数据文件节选
-------------------------

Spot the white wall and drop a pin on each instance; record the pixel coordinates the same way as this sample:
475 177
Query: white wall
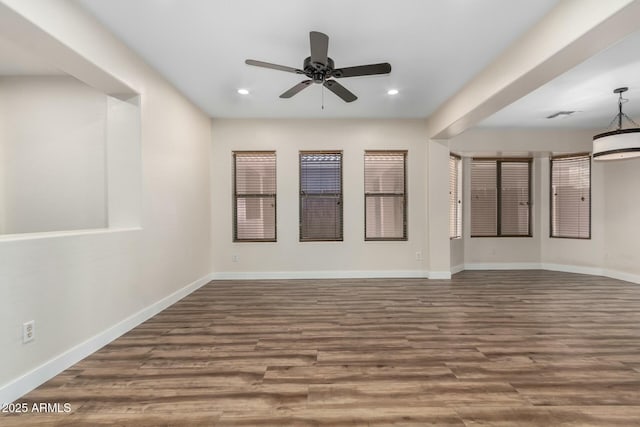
54 154
622 218
288 257
85 288
2 214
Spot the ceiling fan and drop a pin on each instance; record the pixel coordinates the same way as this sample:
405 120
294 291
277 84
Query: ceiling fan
319 68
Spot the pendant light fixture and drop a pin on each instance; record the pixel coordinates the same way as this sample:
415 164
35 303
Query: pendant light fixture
619 143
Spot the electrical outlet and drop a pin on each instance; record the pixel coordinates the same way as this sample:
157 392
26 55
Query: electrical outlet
28 331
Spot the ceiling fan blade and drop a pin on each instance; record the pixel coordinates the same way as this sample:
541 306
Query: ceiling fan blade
362 70
340 90
319 47
273 66
297 88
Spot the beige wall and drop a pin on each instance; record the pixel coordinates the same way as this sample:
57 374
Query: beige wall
288 257
54 155
622 218
77 286
613 248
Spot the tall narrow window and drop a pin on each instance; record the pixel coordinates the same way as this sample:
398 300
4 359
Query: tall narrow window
385 195
320 196
254 194
455 197
500 198
571 196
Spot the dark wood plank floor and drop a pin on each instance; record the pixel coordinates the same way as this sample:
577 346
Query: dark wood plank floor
510 348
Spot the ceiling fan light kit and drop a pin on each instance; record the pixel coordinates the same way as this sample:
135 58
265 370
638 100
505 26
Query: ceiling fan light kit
320 69
619 143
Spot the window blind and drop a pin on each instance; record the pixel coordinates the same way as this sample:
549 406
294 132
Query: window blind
500 198
455 198
484 198
571 197
254 196
385 195
514 198
320 196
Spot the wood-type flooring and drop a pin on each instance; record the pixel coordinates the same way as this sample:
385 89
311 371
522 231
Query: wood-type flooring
487 348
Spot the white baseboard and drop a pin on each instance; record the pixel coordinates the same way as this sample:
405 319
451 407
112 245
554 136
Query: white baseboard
13 390
503 266
627 277
439 275
338 274
580 269
457 268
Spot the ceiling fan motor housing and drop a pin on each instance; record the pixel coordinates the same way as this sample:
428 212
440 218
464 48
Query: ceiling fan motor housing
317 71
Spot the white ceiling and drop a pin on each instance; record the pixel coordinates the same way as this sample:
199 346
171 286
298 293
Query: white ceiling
586 89
434 47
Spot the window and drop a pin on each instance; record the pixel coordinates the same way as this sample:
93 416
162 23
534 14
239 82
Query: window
500 198
320 196
254 196
571 196
385 195
455 193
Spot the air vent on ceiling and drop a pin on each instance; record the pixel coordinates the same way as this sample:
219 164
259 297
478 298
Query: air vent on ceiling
560 114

-------------------------

■ **任务要求**: 把上面材料中从含有“Spot the white ceiling”的那一行起，一直到材料末尾的各行原样照抄下来，首尾两行都包括在内。

■ **参考答案**:
Spot the white ceiling and drop a pin on each instance; record the pixel coordinates the same way as this sample:
199 346
171 286
298 293
Query: white ceiling
586 89
434 47
Spot the window and drop a pin on each instance; record the pixel coordinates the same way as this sample:
93 416
162 23
534 14
239 82
Query: window
500 198
320 196
254 196
571 196
385 195
455 193
Spot the air vent on ceiling and drop a pin on each instance; record the pixel coordinates the same way as this sample:
219 164
259 297
478 298
Query: air vent on ceiling
560 114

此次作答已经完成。